Aim of the task:
In the thread on composite type partition keys, which function does Tom Lane say already covers the self-referencing composite type issue?

We also need to disallow self-referencing composite type in the case
of partitioning, because otherwise it leads to infinite recursion
shown in my first email.

The timing of building PartitionDesc is what causes it, because the
construction of PartitionBoundInfo in turn requires opening the parent
relation if the partition partition key is of self-referencing
composite type, because we need the TupleDesc when sorting the
partition bounds. Maybe we'll need to rearrange that someday so that
PartitionDesc is built outside RelationBuildDesc path, so this
infinite recursion doesn't occur, but maybe allowing this case isn't
that useful to begin with?

Thanks,
Amit

Tom Lane

tgl@sss.pgh.pa.us

over 6 years ago

In reply to: Amit Langote (#3)

Re: unsupportable composite type partition keys

Amit Langote <amitlangote09@gmail.com> writes:

On Wed, Dec 18, 2019 at 2:12 AM Tom Lane <tgl@sss.pgh.pa.us> wrote:

Hm. Seems like the restrictions here ought to be just about the same
as on index columns, no?

We also need to disallow self-referencing composite type in the case
of partitioning, because otherwise it leads to infinite recursion
shown in my first email.

My point is basically that CheckAttributeType already covers that
issue, as well as a lot of others. So why isn't the partitioning
code using it?

regards, tom lane

Amit Langote

Langote_Amit_f8@lab.ntt.co.jp

over 6 years ago

In reply to: Tom Lane (#4)

Re: unsupportable composite type partition keys

On Wed, Dec 18, 2019 at 10:38 PM Tom Lane <tgl@sss.pgh.pa.us> wrote:

Amit Langote <amitlangote09@gmail.com> writes:

On Wed, Dec 18, 2019 at 2:12 AM Tom Lane <tgl@sss.pgh.pa.us> wrote:

Hm. Seems like the restrictions here ought to be just about the same
as on index columns, no?

We also need to disallow self-referencing composite type in the case
of partitioning, because otherwise it leads to infinite recursion
shown in my first email.

My point is basically that CheckAttributeType already covers that
issue, as well as a lot of others. So why isn't the partitioning
code using it?

My reason to not use it was that the error message that are produced
are not quite helpful in this case; compare what my patch produces vs.

Listing:
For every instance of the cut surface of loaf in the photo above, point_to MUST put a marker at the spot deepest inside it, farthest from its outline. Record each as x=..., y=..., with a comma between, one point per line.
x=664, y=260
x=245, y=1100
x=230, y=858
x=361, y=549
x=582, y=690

Correct response:
CheckAttributeType